- _Task to carry out_: Substitute "Placed at" for every "Marked at" in the data below, leaving everything else unchanged.

- _Source data_:
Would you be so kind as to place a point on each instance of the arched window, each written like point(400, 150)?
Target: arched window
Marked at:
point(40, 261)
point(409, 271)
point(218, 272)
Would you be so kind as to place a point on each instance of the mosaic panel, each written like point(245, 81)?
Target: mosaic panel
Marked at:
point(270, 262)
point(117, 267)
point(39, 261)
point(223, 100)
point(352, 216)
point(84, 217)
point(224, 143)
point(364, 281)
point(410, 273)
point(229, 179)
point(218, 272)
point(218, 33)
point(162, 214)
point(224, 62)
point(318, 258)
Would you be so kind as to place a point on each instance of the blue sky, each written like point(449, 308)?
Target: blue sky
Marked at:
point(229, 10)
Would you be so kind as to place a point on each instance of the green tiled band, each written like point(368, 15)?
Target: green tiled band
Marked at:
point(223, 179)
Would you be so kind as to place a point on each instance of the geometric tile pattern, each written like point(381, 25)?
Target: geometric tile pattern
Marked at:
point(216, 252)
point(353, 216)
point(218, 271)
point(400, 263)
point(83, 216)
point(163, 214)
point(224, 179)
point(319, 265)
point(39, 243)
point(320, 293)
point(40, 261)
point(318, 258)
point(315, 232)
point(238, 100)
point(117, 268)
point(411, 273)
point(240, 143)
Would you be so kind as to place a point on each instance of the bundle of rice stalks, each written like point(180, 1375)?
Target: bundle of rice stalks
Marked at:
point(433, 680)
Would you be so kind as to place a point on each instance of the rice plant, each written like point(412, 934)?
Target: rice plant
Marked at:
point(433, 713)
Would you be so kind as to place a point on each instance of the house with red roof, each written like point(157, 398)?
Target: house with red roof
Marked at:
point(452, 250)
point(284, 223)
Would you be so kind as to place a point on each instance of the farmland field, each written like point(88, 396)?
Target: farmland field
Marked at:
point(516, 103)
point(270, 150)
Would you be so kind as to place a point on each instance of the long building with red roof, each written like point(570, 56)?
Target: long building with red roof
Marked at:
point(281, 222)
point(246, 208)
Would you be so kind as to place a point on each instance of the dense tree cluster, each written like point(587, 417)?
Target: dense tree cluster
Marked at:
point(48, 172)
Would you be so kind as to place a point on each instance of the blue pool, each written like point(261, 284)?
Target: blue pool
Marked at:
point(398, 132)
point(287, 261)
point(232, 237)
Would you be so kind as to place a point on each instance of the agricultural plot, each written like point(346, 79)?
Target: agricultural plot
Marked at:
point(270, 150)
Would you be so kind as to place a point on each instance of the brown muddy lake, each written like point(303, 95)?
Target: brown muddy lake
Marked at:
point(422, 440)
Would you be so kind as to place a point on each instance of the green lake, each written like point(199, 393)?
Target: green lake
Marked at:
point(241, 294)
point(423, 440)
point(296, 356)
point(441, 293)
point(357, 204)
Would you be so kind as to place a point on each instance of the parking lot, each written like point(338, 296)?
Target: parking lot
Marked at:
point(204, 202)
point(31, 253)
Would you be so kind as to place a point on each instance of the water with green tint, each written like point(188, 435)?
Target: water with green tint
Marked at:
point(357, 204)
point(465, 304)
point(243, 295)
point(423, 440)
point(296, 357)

- _Answer below_:
Would you be so kind as to place a point on each instance of the arched window, each written like point(400, 150)?
Target: arched window
Placed at:
point(40, 261)
point(409, 271)
point(218, 272)
Would you be so kind as to place a point on each instance of the mosaic panel, each written like point(245, 81)?
Target: mosaic panel
Placed at:
point(270, 262)
point(117, 267)
point(39, 261)
point(223, 100)
point(352, 216)
point(84, 217)
point(224, 143)
point(364, 281)
point(410, 273)
point(229, 179)
point(218, 272)
point(218, 33)
point(162, 214)
point(224, 62)
point(318, 258)
Would you be so kind as to place a point on each instance of the blue sky, each written like point(449, 308)?
Target: blue sky
Placed at:
point(229, 10)
Would you be so kind as to place a point on each instance of the green tiled band, each written like point(368, 15)?
Target: green tiled band
Placed at:
point(223, 179)
Would you be so kind as to place a point on each instance of the geometric tile pattern, each written like point(381, 25)?
Target: geometric tile pattern
Placed at:
point(216, 252)
point(353, 216)
point(218, 271)
point(400, 263)
point(83, 216)
point(163, 214)
point(224, 179)
point(319, 265)
point(39, 243)
point(320, 293)
point(40, 261)
point(318, 258)
point(315, 232)
point(238, 100)
point(117, 268)
point(411, 273)
point(240, 143)
Would you be so kind as to place a point on each instance of the bundle of rice stalks, each written like point(180, 1375)?
Target: bundle of rice stalks
Placed at:
point(433, 680)
Would you be so kind as to place a point on each instance of the rice plant, each written like point(412, 934)?
Target: rice plant
Placed at:
point(433, 713)
Would you be so kind as to place a point on each instance of the house with red roof, each written like point(157, 398)?
Target: house with red roof
Placed at:
point(452, 250)
point(284, 223)
Would you be so kind as to place a point on each instance of the farmland field, each written like point(88, 396)?
Target: farmland field
Placed at:
point(516, 103)
point(270, 150)
Would you be so kind as to place a point on each instance of the long building with red roof, each written like point(570, 56)?
Target: long building with red roof
Placed at:
point(281, 222)
point(246, 208)
Would you be so kind as to place a point on each instance of the dense tree cluster, each written like point(587, 417)?
Target: dense tree cluster
Placed at:
point(48, 172)
Would you be so kind as to place a point on each instance of the blue pool, each written like point(261, 284)?
Target: blue pool
Placed at:
point(398, 132)
point(287, 261)
point(232, 237)
Would you be so kind as to place a point on each instance of the agricultural plot, each written like point(346, 79)?
Target: agricultural plot
Placed at:
point(270, 150)
Would you be so kind as to place a point on each instance of the brown muddy lake, each written like point(303, 95)?
Target: brown muddy lake
Placed at:
point(422, 440)
Would you be so kind as to place a point on each instance of the green lake, each written like point(199, 393)?
Target: green lake
Placed at:
point(241, 294)
point(423, 440)
point(296, 356)
point(441, 293)
point(357, 204)
Would you be so kind as to place a point on each instance of the parking lot, each written like point(338, 296)?
Target: parking lot
Placed at:
point(204, 202)
point(31, 253)
Would you be so kind as to place a point on each instance of the water with green tint, each written like point(188, 435)?
Target: water with green tint
Placed at:
point(357, 204)
point(465, 304)
point(243, 295)
point(423, 440)
point(296, 357)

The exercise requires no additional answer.